*Description of the task*. Write out every entry exactly as it stands.

*Raw records*.
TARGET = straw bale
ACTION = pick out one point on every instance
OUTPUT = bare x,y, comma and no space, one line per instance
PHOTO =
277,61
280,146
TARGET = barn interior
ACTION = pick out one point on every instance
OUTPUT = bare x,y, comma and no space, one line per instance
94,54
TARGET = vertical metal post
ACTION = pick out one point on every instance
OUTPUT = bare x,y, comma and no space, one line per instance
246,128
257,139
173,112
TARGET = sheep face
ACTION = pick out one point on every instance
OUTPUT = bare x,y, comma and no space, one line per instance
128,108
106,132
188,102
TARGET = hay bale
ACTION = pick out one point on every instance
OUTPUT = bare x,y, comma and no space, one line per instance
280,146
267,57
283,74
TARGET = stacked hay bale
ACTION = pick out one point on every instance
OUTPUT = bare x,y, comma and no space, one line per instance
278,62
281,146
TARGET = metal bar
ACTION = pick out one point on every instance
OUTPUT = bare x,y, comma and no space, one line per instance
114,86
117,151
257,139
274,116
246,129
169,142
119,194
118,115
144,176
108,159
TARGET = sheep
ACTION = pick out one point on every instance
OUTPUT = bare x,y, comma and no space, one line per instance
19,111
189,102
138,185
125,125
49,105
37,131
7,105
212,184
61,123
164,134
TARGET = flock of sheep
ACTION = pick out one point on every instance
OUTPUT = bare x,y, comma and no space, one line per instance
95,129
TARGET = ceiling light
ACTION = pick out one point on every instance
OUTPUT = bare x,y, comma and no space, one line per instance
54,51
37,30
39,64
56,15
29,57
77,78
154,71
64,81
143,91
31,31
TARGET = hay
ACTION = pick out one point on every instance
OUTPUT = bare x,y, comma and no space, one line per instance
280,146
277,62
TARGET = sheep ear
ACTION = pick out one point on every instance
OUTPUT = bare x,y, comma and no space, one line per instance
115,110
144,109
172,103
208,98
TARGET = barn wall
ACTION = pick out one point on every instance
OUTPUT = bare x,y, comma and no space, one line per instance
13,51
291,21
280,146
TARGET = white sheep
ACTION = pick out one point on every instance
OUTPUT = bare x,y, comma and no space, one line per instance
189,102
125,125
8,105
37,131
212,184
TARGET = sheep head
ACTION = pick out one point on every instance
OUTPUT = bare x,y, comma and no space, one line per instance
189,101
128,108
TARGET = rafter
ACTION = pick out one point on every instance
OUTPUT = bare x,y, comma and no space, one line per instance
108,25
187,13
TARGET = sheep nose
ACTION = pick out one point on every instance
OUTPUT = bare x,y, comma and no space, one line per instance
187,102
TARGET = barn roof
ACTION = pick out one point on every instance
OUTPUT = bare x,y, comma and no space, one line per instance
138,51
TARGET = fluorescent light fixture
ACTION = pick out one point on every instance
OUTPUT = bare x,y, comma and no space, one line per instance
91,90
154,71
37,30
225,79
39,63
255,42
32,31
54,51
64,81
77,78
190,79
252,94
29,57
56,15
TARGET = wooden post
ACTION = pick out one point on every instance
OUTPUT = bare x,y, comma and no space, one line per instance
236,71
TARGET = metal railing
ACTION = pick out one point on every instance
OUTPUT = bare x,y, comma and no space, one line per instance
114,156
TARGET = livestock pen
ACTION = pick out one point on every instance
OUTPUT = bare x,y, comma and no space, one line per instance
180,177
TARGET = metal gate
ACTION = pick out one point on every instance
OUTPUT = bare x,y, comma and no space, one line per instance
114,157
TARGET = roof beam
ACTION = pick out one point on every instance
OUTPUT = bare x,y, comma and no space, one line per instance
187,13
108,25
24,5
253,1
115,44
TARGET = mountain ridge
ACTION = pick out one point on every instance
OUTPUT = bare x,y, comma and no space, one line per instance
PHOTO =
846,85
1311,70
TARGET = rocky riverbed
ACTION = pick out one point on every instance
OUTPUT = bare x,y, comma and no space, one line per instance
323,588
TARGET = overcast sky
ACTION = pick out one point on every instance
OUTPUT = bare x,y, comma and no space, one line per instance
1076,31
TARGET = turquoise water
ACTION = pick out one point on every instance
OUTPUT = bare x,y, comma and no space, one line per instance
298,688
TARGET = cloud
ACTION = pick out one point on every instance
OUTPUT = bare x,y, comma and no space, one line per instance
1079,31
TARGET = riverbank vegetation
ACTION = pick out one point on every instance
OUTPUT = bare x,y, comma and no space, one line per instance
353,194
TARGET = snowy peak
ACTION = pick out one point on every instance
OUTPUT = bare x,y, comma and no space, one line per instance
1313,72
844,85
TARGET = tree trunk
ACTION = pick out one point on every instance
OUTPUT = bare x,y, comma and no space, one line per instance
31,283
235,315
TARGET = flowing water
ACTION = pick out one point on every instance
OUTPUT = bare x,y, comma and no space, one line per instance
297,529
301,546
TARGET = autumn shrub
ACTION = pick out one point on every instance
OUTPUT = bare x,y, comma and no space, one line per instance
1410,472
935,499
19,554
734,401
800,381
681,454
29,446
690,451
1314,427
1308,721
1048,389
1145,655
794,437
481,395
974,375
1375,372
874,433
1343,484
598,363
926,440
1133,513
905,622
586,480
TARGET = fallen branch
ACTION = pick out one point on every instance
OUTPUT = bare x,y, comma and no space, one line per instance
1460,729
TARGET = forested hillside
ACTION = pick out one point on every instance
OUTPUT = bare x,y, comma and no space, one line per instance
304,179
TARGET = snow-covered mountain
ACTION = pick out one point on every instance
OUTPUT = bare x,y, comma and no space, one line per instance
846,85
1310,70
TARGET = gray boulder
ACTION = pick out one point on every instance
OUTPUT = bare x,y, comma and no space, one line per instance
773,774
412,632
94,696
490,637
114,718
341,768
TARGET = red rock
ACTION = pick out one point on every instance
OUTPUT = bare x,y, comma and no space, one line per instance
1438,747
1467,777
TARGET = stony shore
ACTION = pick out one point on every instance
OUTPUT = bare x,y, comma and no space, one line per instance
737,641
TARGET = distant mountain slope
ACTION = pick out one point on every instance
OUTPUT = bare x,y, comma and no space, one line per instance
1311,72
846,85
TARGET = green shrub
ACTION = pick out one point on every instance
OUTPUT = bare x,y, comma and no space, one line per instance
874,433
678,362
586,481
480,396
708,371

*Output for this exercise*.
TARGET = straw bale
ACTION = pick out one point on every instance
OUTPUT = bare x,y, comma and no space, one line per instance
PHOTO =
277,61
280,146
TARGET = barn interior
ACTION = pick out one point on every instance
OUTPUT = bare x,y, comma and no space, one line per instance
94,54
TARGET = vertical metal post
ACTION = pick out one point on every instance
OUTPUT = bare x,y, comma and no space, one line per instance
246,128
257,139
173,112
TARGET = sheep face
ACTION = pick out one point on every instance
OUTPUT = bare x,y, comma and no space, one line per instance
128,108
106,132
188,102
TARGET = hay bale
ACTION = pick out one point on every instance
OUTPUT = bare x,y, comma and no space, one line per instance
280,146
267,57
283,74
TARGET = stacked hay bale
ACTION = pick out one point on every instance
OUTPUT = bare x,y, comma and no space, one line per instance
278,62
281,146
TARGET = metal bar
ACTION = pick out one point on every instance
OUTPUT = bare x,y, comma and no space, one line per instance
114,86
117,151
257,139
274,116
246,129
169,142
119,194
118,115
144,176
108,159
TARGET = sheep
ACTION = pick out one point on every instance
OUTPUT = bare x,y, comma and no space, one line per instance
19,111
189,102
138,185
125,125
49,105
37,131
7,105
212,184
61,123
164,134
TARGET = flock of sheep
ACTION = pick out one point on every instance
OUTPUT = bare x,y, comma and no space, one line per instance
95,129
TARGET = ceiling light
ACTION = pick out one point on every instance
OUTPUT = bare x,y, comma and no space, one line per instance
54,51
37,30
39,64
56,15
29,57
77,78
154,71
64,81
143,91
31,31
TARGET = hay
ACTION = pick out one point on every instance
OUTPUT = bare x,y, comma and no space, one line per instance
280,146
277,62
TARGET = sheep ear
ACTION = pick out one point on every instance
OUTPUT = bare x,y, comma and no space, one line per instance
115,110
144,109
172,103
208,98
TARGET = barn wall
ACTION = pick out one point on every instance
OUTPUT = bare x,y, comma and no space, one line per instance
13,51
291,21
280,146
TARGET = white sheep
ACTION = pick out one point on every instance
OUTPUT = bare x,y, comma and no space, one line per instance
189,102
125,125
8,105
37,131
212,184
TARGET = sheep head
ACTION = pick out one point on every instance
OUTPUT = bare x,y, comma and no space, one line per instance
189,101
128,108
TARGET = rafter
ACTION = pick out one point on every instance
OUTPUT = bare x,y, comma and no space, one line per instance
108,25
187,13
TARGET = sheep nose
ACTION = pick out one point on every instance
OUTPUT = bare x,y, comma and no space, one line per instance
187,102
TARGET = barn roof
ACTION = pick out one point on every instance
OUTPUT = bare x,y, comma and no space, one line per instance
138,51
TARGET = fluorescent light fixture
ACTION = pick out one point on every instance
OUTPUT = bare x,y, comma and no space, one line per instance
91,90
154,71
37,30
225,79
39,63
255,42
32,31
54,51
64,81
77,78
190,79
252,94
29,57
56,15
TARGET = wooden post
ACTION = pick out one point on every instance
OUTPUT = bare x,y, comma and no space, one line per instance
236,71
TARGET = metal railing
ACTION = pick out one point on every instance
OUTPUT = bare x,y, comma and no space, one line per instance
114,156
TARGET = livestock pen
ACTION = pick out one point on every instance
OUTPUT = bare x,y, comma and no space, one line per instance
180,177
TARGET = metal gate
ACTION = pick out one point on every instance
OUTPUT = bare x,y, comma and no space, one line per instance
114,157
TARGET = roof beam
ACTION = pick out one point on every instance
OUTPUT = bare x,y, comma and no space, one line per instance
187,13
108,25
24,5
253,1
115,44
TARGET = mountain ridge
ACTION = pick out one point on every instance
OUTPUT = bare x,y, comma and no space, one line per instance
PHOTO =
846,85
1311,70
TARGET = rocky riverbed
ACTION = pick out one point on every instance
OUTPUT = bare x,y, comma and no space, one line per instance
323,588
TARGET = overcast sky
ACTION = pick out one point on every instance
OUTPUT = bare x,y, comma and no space, one line per instance
1076,31
TARGET = turquoise water
ACTION = pick out one point on every instance
OUTPUT = bare x,y, comma and no space, one line per instance
298,688
TARGET = cloud
ACTION = pick out one point on every instance
OUTPUT = bare x,y, comma and no space, one line per instance
1079,31
TARGET = riverbank vegetation
ACTION = pick out one point on every instance
OUTPUT = bare x,y, comma and no space, one line per instance
353,194
TARGET = snowy peak
ACTION = pick out one point on every instance
OUTPUT = bare x,y, comma and no space, one line per instance
1313,72
844,85
TARGET = tree trunk
ACTION = pick out one point on every instance
OUTPUT = bare x,y, comma and no space, one line per instance
31,283
235,315
TARGET = flowing water
ACTION = pick out one point on every instance
OUTPUT = bare x,y, comma and no space, one line per instance
297,529
301,546
TARGET = autumn shrub
ACTION = pick out one point on every instance
OUTPUT = bare x,y, comma and no space, one line per instance
1410,472
935,499
19,554
734,401
800,381
681,454
29,446
690,451
1314,427
1308,721
1048,389
1145,655
794,437
481,395
974,375
1375,372
874,433
1343,484
598,363
926,440
1133,513
905,622
586,480
TARGET = fallen branch
ACTION = pick out one point on every instance
OUTPUT = bare x,y, comma and no space, one line per instance
1460,729
TARGET = forested hillside
ACTION = pick out one point on every instance
OUTPUT = bare x,y, comma and no space, one line per instance
304,179
TARGET = snow-covered mountain
ACTION = pick out one point on every instance
OUTPUT = bare x,y, comma and no space, one line per instance
846,85
1310,70
TARGET = gray boulder
ACTION = pick out one point on every instance
OUTPUT = bare x,y, comma and no space, one line per instance
773,774
412,632
94,696
490,637
114,718
341,768
TARGET = red rock
ACTION = pick out one point on every instance
OUTPUT = bare x,y, comma and no space, one line per instance
1438,747
1467,777
TARGET = stony shore
ACTION = pick out one point on every instance
OUTPUT = bare x,y, comma and no space, one line per instance
737,641
TARGET = distant mountain slope
ACTION = pick out one point on every instance
OUTPUT = bare x,y, comma and no space, one line per instance
1311,72
846,85
TARGET = green shrub
ACTION = pick out one point on every instance
OUTPUT = bare x,y, comma and no space, one line per instance
874,433
678,362
586,481
480,396
708,371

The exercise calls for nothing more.